START SUPPLIED PASSAGE
A. Fulton; G.A. Perkins; S. Peters; N. Osterrieder; G.R. Van de Walle
RNA interference mediated by small interfering RNAs (siRNAs) is an important defense mechanism against viral infections in plants, and synthetic siRNAs have been shown to inhibit viral replication of human immunodeficiency virus, herpes simplex virus and others. siRNAs bind to complementary target mRNA resulting in degradation and inhibition of protein expression. Equine herpesvirus type 1 (EHV-1) causes myeloencephalitis, abortions and respiratory disease and spreads rapidly by aerosolization of the virus and inhalation. Vaccines against the disease are marginally efficacious and metaphylactic and therapeutic agents are not available. siRNAs, delivered nasally, could prove to be a novel and efficacious method of EHV-1 control. Effective siRNAs could be given 1) prior to co-mingling of horses at competitions, sales, and show events, and 2) during an EHV-1 outbreak to decrease viral load in the herd and prevent new infections. We investigated whether siRNAs against EHV-1 genes responsible for viral replication and cell entry would decrease EHV-1 infection, which was studied first in vitro and then in vivo.
In vitro: siRNAs against two essential EHV-1 genes were synthesized and transfected at various concentrations into rabbit kidney-13 cells, followed by infection with the neurovirulent EHV-1 strain Ab4. Cell culture supernatant was collected at 24-h post infection (p.i.) and the number of infectious units determined by plaque assays. In addition, the monolayers were examined to measure plaque sizes and morphology by fluorescent microscopy. Both siRNAs significantly reduced viral replication as measured by the magnitude of virus production and plaque size (p<0.05, Student's t-test), and a maximal effect was noted at 75nM with an 80-fold reduction. Interestingly, combining both siRNAs proved to be as effective as use of a single siRNA at 75 nM, but at a much lower concentration, namely 12.5 nM of each siRNA.
END SUPPLIED PASSAGE
START INFORMATION
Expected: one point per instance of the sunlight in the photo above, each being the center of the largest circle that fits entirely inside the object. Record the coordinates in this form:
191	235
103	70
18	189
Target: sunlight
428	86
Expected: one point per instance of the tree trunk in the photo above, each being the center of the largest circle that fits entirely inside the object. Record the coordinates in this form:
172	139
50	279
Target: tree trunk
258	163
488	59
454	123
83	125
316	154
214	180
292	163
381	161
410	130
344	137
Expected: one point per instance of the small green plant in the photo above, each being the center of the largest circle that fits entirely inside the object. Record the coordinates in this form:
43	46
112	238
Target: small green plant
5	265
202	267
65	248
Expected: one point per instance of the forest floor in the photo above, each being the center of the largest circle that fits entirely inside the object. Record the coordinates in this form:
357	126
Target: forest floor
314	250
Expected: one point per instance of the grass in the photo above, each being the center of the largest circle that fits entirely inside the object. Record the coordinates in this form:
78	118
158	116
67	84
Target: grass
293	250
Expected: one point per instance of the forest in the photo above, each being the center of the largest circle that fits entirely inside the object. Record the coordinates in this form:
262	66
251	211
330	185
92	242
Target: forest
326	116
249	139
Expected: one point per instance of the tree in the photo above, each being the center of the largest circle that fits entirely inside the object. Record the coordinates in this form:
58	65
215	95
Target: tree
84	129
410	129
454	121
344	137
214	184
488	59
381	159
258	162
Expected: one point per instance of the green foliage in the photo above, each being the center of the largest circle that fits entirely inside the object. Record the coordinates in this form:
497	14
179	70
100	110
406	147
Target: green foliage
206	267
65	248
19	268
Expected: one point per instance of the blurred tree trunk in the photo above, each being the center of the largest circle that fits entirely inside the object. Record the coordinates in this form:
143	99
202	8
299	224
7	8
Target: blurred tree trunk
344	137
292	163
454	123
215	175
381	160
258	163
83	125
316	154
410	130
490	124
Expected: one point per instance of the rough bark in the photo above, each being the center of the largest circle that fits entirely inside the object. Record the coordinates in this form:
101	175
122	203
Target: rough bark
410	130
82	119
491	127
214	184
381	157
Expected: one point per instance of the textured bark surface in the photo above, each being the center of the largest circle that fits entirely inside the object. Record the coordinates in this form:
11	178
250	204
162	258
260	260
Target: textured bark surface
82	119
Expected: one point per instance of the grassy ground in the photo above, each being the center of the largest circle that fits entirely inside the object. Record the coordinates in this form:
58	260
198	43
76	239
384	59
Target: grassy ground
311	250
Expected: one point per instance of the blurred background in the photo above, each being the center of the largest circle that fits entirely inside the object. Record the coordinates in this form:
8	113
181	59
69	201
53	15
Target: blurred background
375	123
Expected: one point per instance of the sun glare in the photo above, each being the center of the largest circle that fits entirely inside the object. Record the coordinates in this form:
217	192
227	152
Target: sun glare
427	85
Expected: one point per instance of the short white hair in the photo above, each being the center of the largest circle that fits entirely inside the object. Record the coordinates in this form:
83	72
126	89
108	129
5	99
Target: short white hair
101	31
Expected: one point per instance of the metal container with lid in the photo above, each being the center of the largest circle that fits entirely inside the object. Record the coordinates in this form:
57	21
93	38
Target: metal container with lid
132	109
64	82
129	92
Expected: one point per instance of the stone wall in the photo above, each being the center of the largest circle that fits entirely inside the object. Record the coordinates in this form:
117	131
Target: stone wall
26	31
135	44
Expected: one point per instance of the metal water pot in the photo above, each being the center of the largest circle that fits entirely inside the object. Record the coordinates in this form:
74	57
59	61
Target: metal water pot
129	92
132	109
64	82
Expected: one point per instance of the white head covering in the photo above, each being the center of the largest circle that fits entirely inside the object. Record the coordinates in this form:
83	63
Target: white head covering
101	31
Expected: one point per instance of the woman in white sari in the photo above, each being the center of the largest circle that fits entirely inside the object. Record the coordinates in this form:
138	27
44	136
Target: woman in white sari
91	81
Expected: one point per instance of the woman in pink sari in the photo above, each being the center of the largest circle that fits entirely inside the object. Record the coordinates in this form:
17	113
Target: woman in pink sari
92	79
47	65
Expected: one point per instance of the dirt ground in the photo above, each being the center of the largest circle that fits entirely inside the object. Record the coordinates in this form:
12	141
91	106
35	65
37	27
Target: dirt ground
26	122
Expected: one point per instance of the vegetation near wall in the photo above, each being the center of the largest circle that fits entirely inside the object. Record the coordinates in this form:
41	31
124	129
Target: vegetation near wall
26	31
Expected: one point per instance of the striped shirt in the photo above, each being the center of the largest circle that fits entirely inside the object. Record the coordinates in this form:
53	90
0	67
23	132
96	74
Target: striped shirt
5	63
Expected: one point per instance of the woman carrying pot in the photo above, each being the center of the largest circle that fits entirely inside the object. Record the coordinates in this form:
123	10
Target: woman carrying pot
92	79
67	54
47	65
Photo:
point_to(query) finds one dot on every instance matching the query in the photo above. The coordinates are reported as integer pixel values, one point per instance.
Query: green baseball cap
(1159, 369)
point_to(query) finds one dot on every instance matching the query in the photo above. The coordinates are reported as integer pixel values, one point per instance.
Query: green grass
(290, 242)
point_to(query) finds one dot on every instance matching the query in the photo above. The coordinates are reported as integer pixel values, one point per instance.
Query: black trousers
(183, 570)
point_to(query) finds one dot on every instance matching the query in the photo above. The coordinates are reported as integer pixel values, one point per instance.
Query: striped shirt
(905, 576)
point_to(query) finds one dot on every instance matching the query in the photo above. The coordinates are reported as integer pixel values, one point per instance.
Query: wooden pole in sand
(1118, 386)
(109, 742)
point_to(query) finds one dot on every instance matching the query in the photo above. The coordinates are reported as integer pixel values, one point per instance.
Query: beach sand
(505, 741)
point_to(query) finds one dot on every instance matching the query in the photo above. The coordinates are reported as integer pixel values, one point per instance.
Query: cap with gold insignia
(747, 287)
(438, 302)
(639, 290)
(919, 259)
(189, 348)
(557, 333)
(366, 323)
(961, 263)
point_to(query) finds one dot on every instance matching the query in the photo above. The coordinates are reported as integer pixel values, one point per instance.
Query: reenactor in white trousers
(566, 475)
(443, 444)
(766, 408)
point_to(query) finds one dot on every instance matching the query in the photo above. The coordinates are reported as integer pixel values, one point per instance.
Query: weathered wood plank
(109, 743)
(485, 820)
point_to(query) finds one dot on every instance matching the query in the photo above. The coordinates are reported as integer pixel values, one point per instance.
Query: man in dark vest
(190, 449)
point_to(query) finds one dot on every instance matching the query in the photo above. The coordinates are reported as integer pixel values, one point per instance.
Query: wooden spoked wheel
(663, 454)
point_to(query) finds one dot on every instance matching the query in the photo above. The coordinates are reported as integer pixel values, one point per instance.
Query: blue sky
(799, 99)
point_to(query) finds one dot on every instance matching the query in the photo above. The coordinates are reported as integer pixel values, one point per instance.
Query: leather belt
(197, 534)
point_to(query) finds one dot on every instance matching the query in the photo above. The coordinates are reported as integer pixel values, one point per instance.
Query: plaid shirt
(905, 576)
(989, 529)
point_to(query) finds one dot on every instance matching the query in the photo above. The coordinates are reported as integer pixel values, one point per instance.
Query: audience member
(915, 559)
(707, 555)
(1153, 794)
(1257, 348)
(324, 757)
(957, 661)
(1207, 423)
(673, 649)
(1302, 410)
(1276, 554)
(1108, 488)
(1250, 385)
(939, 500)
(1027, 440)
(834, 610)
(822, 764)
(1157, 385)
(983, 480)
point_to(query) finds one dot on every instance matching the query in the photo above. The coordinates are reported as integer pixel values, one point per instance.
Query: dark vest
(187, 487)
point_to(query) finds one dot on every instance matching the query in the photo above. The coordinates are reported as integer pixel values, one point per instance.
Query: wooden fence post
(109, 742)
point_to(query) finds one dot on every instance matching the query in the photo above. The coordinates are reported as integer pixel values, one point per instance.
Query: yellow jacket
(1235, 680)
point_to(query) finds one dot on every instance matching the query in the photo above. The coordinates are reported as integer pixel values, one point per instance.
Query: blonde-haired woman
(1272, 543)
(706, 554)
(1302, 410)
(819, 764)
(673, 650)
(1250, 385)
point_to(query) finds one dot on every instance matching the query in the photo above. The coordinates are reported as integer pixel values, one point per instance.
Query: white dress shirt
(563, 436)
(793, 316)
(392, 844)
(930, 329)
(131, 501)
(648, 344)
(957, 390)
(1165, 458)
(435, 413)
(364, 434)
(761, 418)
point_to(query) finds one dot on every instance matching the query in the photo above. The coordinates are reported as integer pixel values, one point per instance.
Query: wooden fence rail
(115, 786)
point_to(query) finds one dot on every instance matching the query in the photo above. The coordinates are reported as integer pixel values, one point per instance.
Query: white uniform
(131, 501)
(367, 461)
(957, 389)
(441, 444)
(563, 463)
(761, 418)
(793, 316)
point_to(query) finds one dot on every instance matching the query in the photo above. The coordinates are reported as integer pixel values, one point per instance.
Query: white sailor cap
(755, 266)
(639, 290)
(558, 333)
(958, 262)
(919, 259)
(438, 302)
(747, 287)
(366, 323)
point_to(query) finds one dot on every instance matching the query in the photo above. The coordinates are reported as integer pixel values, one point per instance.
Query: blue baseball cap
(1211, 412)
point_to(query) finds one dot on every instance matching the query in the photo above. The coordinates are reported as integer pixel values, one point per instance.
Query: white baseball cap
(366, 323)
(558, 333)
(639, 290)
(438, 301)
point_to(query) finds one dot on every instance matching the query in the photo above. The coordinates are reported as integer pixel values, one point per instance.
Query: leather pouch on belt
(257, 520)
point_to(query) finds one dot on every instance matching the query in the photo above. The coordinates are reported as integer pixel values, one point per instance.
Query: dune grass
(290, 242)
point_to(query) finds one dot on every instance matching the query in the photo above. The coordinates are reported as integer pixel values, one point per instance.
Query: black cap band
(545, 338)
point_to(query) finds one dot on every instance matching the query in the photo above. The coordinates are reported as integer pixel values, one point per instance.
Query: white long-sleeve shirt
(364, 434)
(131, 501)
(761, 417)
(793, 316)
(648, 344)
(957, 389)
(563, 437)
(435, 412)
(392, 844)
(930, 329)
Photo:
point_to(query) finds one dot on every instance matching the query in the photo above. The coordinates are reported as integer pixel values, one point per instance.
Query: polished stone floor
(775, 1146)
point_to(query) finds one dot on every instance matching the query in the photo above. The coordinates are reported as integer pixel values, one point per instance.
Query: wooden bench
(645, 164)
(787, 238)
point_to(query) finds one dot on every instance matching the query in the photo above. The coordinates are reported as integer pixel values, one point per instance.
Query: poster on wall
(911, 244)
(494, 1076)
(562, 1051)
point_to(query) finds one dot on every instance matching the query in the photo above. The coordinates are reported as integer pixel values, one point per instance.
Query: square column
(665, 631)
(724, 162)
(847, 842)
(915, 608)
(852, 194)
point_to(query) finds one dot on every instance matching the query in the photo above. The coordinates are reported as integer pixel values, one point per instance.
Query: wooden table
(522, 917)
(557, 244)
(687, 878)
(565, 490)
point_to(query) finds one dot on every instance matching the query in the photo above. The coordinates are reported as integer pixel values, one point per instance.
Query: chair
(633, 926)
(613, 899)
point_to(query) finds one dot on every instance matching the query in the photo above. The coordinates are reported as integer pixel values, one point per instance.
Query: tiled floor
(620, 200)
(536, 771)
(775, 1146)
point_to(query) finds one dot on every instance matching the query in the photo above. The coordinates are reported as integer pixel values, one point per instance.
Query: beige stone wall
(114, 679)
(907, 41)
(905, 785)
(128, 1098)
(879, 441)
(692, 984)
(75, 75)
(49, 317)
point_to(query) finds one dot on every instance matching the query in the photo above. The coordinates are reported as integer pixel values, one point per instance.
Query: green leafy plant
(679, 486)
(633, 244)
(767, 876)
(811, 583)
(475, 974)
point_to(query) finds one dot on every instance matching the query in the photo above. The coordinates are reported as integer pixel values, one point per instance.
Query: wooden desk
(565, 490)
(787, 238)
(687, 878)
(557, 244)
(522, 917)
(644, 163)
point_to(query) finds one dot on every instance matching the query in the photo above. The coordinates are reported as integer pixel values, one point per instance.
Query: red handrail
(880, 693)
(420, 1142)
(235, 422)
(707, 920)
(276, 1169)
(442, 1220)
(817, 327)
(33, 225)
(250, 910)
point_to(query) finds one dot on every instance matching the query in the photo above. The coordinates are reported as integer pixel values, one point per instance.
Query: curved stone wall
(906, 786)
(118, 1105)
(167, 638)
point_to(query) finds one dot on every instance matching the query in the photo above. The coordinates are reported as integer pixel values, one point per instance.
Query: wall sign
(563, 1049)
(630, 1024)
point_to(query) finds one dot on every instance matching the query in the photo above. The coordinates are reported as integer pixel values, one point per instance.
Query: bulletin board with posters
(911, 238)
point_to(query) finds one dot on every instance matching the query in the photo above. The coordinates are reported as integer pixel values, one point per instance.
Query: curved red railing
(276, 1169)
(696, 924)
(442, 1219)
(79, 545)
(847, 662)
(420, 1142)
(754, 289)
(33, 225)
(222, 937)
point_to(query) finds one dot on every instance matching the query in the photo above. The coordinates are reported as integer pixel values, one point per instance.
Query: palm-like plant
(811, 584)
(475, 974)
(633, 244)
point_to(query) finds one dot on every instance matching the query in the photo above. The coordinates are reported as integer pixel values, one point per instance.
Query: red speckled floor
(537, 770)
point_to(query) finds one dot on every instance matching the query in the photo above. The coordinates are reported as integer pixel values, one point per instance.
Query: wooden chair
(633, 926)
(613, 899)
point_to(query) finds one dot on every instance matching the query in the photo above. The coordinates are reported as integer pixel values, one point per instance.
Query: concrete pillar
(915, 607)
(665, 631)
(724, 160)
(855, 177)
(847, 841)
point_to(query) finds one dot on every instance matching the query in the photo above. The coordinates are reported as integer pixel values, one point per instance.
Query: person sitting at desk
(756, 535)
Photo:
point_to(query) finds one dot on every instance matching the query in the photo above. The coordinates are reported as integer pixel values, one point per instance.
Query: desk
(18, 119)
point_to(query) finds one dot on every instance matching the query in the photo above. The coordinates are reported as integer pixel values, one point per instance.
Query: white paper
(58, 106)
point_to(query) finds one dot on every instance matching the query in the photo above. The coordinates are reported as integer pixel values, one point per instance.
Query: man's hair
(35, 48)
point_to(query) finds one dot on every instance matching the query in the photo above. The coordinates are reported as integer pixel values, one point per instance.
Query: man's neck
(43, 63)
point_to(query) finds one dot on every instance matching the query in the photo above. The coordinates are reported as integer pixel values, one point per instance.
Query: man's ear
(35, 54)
END INFORMATION
From the EHV-1 abstract above, copy the portion that opens with the words "In vitro: siRNAs" and closes with "of each siRNA.", substituting "cell layers" for "monolayers".

In vitro: siRNAs against two essential EHV-1 genes were synthesized and transfected at various concentrations into rabbit kidney-13 cells, followed by infection with the neurovirulent EHV-1 strain Ab4. Cell culture supernatant was collected at 24-h post infection (p.i.) and the number of infectious units determined by plaque assays. In addition, the cell layers were examined to measure plaque sizes and morphology by fluorescent microscopy. Both siRNAs significantly reduced viral replication as measured by the magnitude of virus production and plaque size (p<0.05, Student's t-test), and a maximal effect was noted at 75nM with an 80-fold reduction. Interestingly, combining both siRNAs proved to be as effective as use of a single siRNA at 75 nM, but at a much lower concentration, namely 12.5 nM of each siRNA.